Monday was a rainy day.  Sunday had been rainy too.  Come to think of it, I recollect that Saturday may have been as well. 

But Monday was a reallllly rainy day.  It was also Nik's first full day of Scout camp.  And it rained, and dried up for about 6 minutes, and then it rained again.  Lather, rinse, repeat, all day long.  I went for a run that morning, and after 4. 5 miles of oppressive, smouldering humidity, the clouds opened and the rain fell.  I thought that since I was so wet from sweat, I'd just as soon keep running and walking.  I'd think of it as a shower.  Minus the soap, and plus the sweat stinging my eyes.  The Hubster was home with four of the other kids, and I took Criley Riley with me, since no one wanted her at home.  I covered her with an umbrella and went on my merry way. 

When I got home, The Hubster escaped to work and I decided that, after lunch, we'd go rent some movies.  Probabably stop for some goodies, too.  After all, Nik is away for the week, and he's pretty much the instigator.  Usually his week of summer camp is a calm, peaceful time.

It rained pretty much all afternoon.  Finally, at about 4, it stopped and we hustled into the van.  Armed with 6 free video rentals, we went to the local movie shack.  My big girls were really interested in renting Aquamarine, and we snapped that up straight away.  Since The Hubster went into work late, he'd be the late man out, and so I decided to grab a movie for myself. I let the kids pick three movies total, since the forecast for the next couple of days included rain.  And more rain. (As an aside, we've gotten over 7 inches this week alone! Ooh! That kind of sounds like a porn flick!)

I was sweetness personified to my children.  We gathered our movies and drove over to the grocery.  I was determined to continue with the sweetness and light.  You want French bread?  Sure, put it in the cart.  Taquitos?  Absolutely.  Ice cream bars?  Go ahead.  I treated myself to a nonfat vanilla latte from the in store Starbucks.  Life was gooooooood.  They chatted and planned their great movie night with tons of junk.

In the produce section, I grabbed a bag of cherries.  My kids ADORE cherries, but they are here for such a limited time, and cost so much - $3.88 per pound - I rarely buy them.  This was a good day to ask, so I picked them up and turned to look at some red grapes.  I reached my hand out to pick up one of the only two bags available, and another shopper was right there to pull them out of my hand.

Huh?  I shot her a look, and she said to me, "Those are two different fruits you have in your hands."  She nodded towards the offending hands and added, "You have cherries and grapes."  I looked down my nose at her - not hard to do when you are wearing 4 inch wedges! - and came up with the oh, so original, "I know.  That's what I wanted."  My.  I amaze myself with the wit sometimes. 

She muttered under her breath and walked away, shaking her head and palming her bag of grapes.  My bigger bag of grapes.  Whatever, lady.  Tossing the smaller bag into the cart, we grabbed the last couple of items and went to check out.

I watched the clerk ring the groceries, informing her that she had overcharged me for peaches.  White peaches - 2.99 per pound, regular boring peaches - 1.48 per pound, 3 pounds of regular boring peaches, YOU do the math.  She was surly about it and I brushed it off.  When I noticed a second error, and then a third, I was surly right back.  Riley picked the checkout line as the MOST appropriate place to scream, and so all of this was done to the melody of shrieking.

Actions to take –
1) Repeat the stretch of the rainy-day shopping story from "In the produce" through "of my hand.".
2) In the rainy-day shopping story, what price per pound does the writer give for the cherries?

Material shown –
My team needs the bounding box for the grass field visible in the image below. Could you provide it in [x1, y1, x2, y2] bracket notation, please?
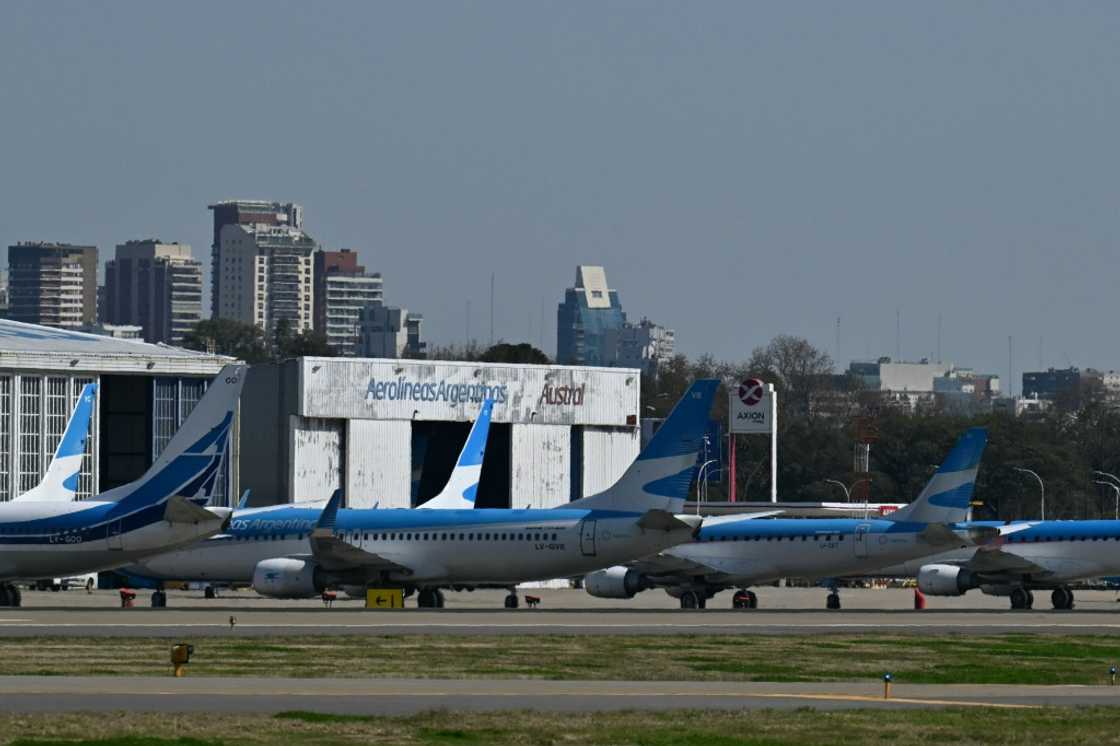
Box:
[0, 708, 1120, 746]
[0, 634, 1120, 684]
---
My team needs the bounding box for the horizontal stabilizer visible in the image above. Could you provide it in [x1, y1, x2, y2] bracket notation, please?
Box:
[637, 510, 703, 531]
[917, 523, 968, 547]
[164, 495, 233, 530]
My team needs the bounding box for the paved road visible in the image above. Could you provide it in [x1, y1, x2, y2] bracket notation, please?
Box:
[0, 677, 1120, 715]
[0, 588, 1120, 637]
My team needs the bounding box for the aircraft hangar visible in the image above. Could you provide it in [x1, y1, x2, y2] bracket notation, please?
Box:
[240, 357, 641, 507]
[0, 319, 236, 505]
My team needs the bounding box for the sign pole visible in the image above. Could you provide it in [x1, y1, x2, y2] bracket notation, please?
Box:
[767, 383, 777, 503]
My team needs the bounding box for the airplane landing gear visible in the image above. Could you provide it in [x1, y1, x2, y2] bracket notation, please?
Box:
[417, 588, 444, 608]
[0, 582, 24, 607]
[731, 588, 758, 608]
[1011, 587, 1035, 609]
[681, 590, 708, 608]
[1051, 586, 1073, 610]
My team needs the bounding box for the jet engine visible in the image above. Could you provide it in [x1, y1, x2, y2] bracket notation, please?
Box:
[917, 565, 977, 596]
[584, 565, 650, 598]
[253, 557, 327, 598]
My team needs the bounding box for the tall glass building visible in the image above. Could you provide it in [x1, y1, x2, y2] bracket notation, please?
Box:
--
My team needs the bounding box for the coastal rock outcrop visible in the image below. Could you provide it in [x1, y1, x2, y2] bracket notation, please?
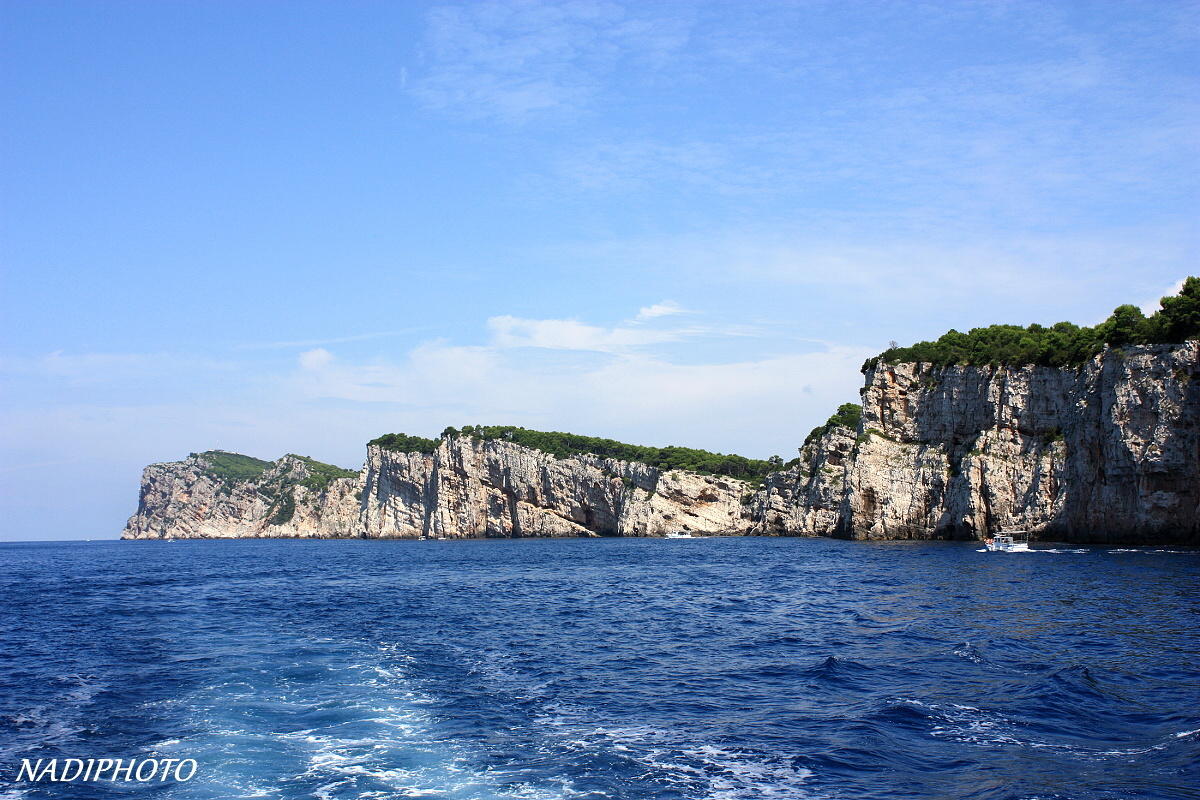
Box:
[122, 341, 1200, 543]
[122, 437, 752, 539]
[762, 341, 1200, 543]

Expected outputs –
1)
In the produce section, I grabbed a bag of cherries.  My kids ADORE cherries, but they are here for such a limited time, and cost so much - $3.88 per pound - I rarely buy them.  This was a good day to ask, so I picked them up and turned to look at some red grapes.  I reached my hand out to pick up one of the only two bags available, and another shopper was right there to pull them out of my hand.

2) $3.88 per pound.